(Object pointing dataset rows)
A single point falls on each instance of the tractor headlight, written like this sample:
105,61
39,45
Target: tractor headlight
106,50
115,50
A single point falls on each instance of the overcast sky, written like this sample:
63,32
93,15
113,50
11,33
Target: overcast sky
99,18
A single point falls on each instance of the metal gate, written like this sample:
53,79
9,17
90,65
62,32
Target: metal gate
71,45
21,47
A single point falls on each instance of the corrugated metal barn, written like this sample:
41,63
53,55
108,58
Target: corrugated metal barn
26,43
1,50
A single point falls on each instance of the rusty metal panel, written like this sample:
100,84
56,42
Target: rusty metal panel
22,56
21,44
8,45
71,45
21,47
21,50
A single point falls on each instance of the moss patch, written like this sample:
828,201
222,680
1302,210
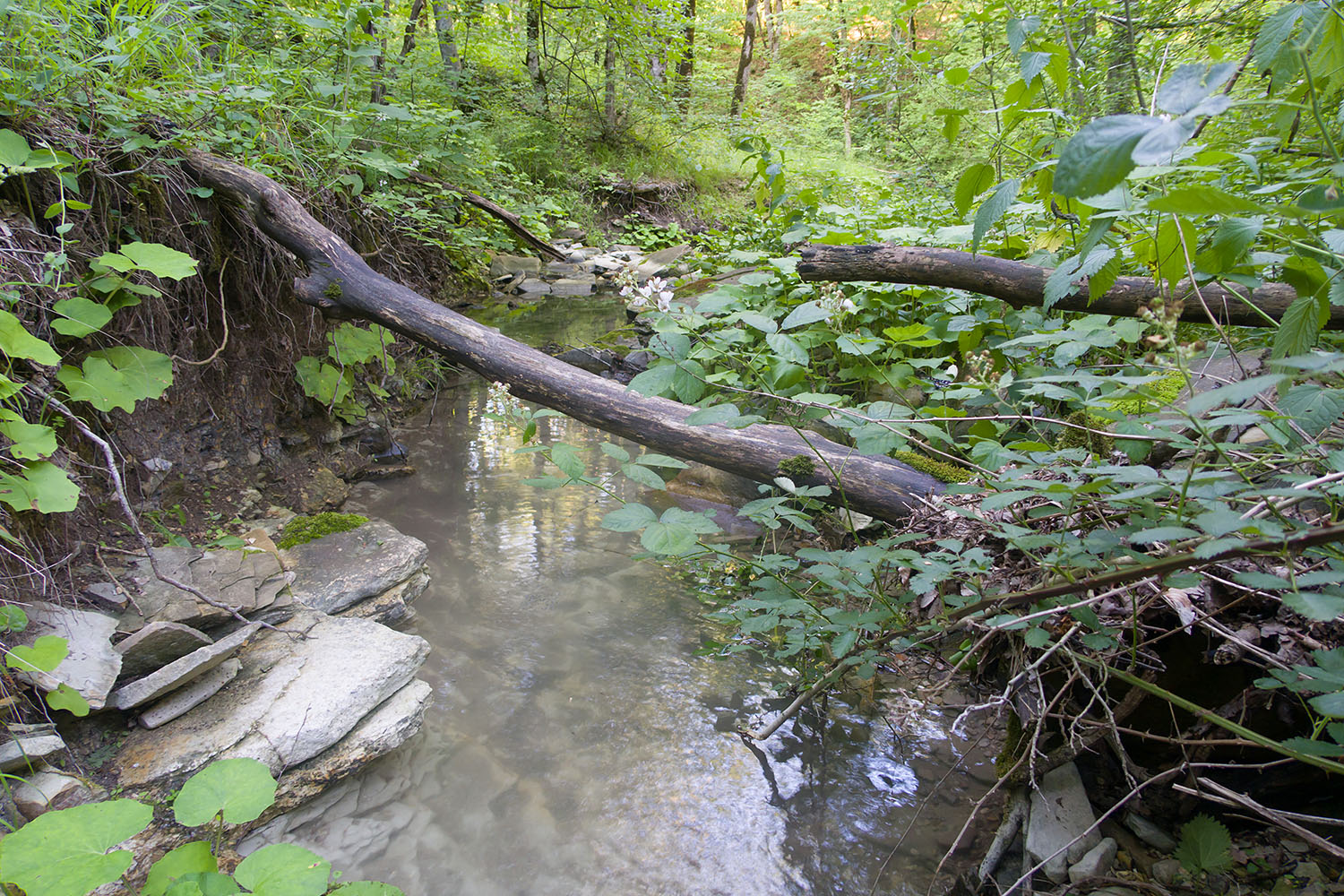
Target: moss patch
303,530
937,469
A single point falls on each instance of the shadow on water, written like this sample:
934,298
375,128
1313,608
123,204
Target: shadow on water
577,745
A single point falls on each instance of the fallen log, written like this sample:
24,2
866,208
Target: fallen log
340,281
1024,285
==
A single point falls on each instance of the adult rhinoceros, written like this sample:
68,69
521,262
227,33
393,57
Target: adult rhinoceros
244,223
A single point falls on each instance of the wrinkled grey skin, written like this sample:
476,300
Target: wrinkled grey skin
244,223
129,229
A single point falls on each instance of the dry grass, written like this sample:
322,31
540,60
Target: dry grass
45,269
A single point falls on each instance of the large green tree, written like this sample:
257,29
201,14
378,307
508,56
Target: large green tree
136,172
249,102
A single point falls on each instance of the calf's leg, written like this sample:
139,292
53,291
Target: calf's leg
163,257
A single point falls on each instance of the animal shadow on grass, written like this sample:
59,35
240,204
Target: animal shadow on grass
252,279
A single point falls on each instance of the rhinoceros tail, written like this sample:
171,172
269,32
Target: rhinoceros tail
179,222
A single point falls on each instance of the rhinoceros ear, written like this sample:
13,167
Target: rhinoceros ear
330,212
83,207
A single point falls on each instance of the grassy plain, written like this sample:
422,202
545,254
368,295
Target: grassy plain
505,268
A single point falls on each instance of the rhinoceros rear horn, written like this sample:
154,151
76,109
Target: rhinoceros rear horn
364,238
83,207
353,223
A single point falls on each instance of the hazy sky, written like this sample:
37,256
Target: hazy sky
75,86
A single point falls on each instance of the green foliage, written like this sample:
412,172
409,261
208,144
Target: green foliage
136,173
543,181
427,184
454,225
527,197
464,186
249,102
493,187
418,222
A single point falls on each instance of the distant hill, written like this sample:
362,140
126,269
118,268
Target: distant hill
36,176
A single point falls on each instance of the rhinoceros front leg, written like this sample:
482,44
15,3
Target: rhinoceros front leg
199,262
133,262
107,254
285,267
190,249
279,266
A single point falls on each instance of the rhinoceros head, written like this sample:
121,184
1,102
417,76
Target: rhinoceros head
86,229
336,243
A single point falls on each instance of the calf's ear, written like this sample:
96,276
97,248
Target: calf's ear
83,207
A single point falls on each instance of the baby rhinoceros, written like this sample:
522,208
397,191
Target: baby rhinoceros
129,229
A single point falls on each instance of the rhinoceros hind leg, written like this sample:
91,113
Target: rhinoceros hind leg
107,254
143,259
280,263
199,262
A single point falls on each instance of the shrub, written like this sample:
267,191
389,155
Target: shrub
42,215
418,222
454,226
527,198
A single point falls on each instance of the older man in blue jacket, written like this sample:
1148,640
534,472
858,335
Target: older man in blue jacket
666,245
--
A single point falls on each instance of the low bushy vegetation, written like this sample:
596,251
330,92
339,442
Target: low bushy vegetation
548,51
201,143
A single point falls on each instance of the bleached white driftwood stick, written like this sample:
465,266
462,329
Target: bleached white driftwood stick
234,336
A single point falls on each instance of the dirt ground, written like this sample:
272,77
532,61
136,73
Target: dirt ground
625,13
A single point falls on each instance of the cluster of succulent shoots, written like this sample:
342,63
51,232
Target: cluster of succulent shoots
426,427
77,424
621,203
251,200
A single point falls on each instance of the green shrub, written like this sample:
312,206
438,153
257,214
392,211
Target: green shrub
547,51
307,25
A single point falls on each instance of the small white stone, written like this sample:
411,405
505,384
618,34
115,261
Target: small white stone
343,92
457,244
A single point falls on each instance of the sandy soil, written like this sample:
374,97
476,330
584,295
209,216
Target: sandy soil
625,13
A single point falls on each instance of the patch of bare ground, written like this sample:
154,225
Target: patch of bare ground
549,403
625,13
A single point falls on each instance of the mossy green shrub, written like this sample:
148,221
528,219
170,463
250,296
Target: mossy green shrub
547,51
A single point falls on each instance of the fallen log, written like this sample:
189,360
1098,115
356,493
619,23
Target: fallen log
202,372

■ **EXERCISE**: In the listing above, report every line that contains the string "patch", copying each one in full.

■ **RESULT OF THE TASK**:
A single point falls on each instance of the moss patch, written like this sample:
Target: moss patch
A single point falls on each instance of the patch of bare ground, written like this sample:
Target: patch of bare ground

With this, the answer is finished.